** Task goal **
Copy out, word for word, the lines of the items below, beginning with the line that contains "Where can you spot the baby's leg" and continuing through the final line of the items, with both ends included.

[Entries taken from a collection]
##########

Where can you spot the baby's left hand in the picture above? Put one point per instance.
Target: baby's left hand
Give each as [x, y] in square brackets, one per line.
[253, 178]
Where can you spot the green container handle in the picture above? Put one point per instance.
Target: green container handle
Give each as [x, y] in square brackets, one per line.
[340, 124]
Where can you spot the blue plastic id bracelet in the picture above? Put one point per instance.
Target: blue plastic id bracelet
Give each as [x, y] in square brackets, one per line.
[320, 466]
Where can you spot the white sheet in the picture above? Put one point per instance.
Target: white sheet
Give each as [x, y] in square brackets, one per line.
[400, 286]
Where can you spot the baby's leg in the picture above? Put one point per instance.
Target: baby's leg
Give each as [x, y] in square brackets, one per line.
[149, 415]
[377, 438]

##########

** Exercise solution **
Where can you spot the baby's leg in the picture above? Put one point per instance.
Target: baby's leg
Give each as [x, y] in square brackets, one per line.
[149, 415]
[377, 438]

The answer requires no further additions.